> _Exercise task_:
Present the data below as a numbered list, one line per item, with any blank lines left out.
▬▬▬▬▬▬▬▬▬▬
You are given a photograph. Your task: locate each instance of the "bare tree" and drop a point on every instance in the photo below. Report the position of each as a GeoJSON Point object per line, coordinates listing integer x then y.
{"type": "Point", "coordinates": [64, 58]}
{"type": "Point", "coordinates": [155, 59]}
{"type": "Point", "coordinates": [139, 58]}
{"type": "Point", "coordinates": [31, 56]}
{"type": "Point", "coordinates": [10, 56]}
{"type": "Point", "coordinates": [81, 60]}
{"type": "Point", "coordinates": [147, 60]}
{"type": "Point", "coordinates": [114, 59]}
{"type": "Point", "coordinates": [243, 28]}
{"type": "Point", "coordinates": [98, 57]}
▬▬▬▬▬▬▬▬▬▬
> _Task answer_:
1. You are given a photograph. Your task: locate each instance of the "bare tree" and drop a point on every instance in the photo below. Report the position of each as a GeoJSON Point object per line, coordinates listing integer x then y.
2. {"type": "Point", "coordinates": [64, 58]}
3. {"type": "Point", "coordinates": [155, 59]}
4. {"type": "Point", "coordinates": [139, 58]}
5. {"type": "Point", "coordinates": [31, 56]}
6. {"type": "Point", "coordinates": [10, 56]}
7. {"type": "Point", "coordinates": [81, 60]}
8. {"type": "Point", "coordinates": [147, 60]}
9. {"type": "Point", "coordinates": [114, 59]}
10. {"type": "Point", "coordinates": [243, 28]}
11. {"type": "Point", "coordinates": [98, 57]}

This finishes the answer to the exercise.